Prompt —
Please copy the entries below word for word, starting at the line that contains "Review the image above. You are expected to detect forehead" and stopping after the line that contains "[348,181,396,249]".

Material for this task —
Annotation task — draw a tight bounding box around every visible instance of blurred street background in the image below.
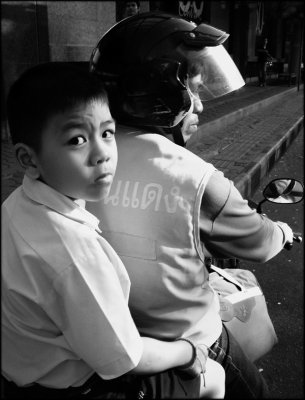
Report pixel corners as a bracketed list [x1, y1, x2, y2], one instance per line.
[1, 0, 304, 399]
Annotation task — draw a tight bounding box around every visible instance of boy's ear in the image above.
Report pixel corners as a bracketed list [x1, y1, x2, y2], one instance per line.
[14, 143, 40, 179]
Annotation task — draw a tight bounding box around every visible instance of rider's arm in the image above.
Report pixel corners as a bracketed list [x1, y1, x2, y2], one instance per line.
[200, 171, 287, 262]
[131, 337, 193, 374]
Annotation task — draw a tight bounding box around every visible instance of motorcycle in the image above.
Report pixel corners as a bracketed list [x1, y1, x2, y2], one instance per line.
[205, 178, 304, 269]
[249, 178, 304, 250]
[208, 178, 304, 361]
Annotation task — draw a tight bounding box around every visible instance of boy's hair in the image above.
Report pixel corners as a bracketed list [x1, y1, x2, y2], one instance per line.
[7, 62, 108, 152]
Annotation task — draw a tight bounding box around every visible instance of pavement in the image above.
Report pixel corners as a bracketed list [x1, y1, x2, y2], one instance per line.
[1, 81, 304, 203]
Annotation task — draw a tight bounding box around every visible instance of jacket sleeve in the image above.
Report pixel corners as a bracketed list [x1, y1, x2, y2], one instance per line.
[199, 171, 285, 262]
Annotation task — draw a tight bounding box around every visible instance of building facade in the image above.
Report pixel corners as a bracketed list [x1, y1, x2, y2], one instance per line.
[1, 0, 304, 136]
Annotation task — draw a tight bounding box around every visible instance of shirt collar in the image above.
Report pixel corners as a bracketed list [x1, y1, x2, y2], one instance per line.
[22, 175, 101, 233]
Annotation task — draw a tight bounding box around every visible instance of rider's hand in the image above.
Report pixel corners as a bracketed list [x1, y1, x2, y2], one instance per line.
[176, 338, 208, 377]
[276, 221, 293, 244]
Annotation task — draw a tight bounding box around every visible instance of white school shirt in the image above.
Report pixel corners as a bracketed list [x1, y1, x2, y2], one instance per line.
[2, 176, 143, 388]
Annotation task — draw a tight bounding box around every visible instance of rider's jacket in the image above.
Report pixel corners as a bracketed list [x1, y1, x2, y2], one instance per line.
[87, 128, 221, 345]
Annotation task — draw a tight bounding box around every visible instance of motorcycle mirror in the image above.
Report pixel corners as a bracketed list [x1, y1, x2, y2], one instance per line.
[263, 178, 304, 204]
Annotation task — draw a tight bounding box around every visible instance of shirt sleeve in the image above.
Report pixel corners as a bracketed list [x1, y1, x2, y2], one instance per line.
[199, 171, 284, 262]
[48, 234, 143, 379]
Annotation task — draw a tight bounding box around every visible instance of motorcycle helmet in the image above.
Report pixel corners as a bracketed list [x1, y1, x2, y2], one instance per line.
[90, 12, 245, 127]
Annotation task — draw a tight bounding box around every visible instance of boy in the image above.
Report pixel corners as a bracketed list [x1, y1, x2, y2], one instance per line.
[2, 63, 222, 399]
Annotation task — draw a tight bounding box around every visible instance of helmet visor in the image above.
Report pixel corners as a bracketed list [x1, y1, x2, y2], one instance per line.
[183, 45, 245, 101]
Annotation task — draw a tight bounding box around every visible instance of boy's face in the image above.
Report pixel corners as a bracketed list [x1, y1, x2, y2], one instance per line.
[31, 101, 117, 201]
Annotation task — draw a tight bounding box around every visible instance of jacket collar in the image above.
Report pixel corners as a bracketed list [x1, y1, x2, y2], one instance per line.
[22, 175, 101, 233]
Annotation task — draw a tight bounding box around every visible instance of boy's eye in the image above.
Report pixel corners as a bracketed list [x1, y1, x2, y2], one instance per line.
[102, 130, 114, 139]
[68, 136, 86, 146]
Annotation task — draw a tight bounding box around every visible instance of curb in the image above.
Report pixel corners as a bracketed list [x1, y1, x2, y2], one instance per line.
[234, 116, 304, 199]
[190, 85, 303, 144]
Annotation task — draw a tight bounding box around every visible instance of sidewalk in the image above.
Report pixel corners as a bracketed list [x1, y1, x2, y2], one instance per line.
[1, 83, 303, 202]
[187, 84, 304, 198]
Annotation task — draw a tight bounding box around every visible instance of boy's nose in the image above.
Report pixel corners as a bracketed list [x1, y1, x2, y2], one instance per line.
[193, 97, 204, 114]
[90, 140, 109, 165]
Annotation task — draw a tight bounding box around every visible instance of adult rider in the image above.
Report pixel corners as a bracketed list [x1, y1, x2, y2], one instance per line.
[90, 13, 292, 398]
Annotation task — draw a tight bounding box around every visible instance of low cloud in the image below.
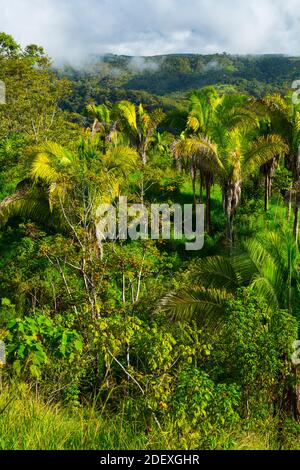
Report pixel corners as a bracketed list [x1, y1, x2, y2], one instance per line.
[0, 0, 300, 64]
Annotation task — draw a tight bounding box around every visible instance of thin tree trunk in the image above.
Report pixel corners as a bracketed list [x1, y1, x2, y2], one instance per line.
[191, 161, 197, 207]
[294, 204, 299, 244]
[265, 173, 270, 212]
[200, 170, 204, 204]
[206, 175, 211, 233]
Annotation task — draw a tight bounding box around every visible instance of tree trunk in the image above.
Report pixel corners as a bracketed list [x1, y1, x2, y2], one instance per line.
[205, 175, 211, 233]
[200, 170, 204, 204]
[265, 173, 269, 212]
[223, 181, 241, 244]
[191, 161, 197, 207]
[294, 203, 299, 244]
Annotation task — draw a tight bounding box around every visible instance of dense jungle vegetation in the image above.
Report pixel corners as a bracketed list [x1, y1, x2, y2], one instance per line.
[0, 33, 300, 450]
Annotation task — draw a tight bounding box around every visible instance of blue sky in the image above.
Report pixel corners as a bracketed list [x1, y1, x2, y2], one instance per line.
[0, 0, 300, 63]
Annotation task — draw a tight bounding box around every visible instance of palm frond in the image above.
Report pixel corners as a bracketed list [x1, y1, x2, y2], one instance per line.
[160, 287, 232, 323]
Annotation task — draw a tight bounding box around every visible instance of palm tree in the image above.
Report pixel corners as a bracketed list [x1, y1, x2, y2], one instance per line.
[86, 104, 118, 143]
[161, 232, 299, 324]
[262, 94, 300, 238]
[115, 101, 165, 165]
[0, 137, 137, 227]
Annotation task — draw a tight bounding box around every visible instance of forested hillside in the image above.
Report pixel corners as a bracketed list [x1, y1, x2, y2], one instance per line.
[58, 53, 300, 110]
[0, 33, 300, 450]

--

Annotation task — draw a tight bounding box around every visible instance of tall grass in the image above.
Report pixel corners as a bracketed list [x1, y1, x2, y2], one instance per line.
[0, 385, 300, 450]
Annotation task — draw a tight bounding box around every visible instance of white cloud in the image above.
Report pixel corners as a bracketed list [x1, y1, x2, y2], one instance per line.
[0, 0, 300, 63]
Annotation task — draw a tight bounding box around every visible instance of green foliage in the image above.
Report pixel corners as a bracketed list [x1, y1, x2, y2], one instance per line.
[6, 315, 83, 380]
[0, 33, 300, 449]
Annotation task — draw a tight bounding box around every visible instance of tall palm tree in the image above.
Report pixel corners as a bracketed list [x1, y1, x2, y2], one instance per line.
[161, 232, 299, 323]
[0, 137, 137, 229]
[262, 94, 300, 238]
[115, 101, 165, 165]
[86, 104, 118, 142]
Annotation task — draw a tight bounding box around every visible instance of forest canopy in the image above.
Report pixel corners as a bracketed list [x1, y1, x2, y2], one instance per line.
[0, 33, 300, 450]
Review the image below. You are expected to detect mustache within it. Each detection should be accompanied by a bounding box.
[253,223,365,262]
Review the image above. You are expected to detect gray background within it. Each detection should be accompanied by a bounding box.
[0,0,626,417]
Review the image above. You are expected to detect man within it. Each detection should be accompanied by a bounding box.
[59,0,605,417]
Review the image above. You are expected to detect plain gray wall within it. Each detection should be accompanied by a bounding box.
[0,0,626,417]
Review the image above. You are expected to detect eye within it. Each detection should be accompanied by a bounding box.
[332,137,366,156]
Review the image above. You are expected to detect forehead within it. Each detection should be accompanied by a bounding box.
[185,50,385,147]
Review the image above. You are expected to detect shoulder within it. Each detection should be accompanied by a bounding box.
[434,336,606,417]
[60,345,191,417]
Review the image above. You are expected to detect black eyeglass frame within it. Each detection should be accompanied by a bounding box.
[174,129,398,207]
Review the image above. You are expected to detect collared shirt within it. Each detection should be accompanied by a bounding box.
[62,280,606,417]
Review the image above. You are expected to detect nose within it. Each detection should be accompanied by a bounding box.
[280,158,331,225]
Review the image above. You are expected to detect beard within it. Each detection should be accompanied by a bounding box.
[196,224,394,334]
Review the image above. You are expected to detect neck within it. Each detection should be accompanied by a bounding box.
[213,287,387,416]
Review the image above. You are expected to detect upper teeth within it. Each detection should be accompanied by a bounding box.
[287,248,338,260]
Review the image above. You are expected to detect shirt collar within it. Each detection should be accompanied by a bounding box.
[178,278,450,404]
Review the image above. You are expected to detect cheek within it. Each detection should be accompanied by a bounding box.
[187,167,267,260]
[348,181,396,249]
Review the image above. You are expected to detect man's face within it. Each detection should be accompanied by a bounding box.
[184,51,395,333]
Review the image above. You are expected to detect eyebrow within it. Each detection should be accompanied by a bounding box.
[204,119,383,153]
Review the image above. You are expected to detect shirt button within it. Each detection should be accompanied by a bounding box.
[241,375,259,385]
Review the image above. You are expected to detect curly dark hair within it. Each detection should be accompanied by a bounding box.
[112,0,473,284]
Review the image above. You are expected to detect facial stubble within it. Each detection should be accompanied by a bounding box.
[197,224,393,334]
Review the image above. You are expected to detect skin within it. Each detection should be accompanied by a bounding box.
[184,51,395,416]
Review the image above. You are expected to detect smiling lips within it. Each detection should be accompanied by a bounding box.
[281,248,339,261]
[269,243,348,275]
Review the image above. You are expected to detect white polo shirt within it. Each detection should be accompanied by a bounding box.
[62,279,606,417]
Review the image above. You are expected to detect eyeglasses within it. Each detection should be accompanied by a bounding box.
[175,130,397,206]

Answer to this problem —
Review the image above. You are expected to detect forehead within it. Each detection should be accompanied by a bounding box.
[185,50,385,147]
Review the image above. You are expected to detect shoulder within it. Each detection should be accompanied by a bounding box.
[434,336,606,417]
[60,345,191,417]
Review the image above. You are expected to detect black eyeglass frame within it. Each detection should be accompanied by a bounding box.
[174,129,398,207]
Review the image above. You are expected to detect collared shirt within it. Each detection should be accompanied by a bounding box.
[62,280,606,417]
Review the image above. You are expected to detect nose within it. Each detection should be accompanied by a bounding box.
[280,158,331,225]
Review the image above. You are expected to detect beard within it. Each detection should be accompanied by a bounding box.
[196,224,394,334]
Review the image above. You are expected to detect neck within it. Each detection should be accompanied by a bounding box.
[213,287,387,416]
Review the image above. You are expected to detect upper teeth within it. Each detection should be accompanied by a bounding box.
[287,248,338,260]
Review the image above. You are expected to detect shirt collar within it. Each detection should be accompanied by a bounding box.
[178,278,450,404]
Review the image above. You are expected to detect cheek within it. Each detection should be accompanied by a bounding box.
[187,167,267,260]
[348,181,396,249]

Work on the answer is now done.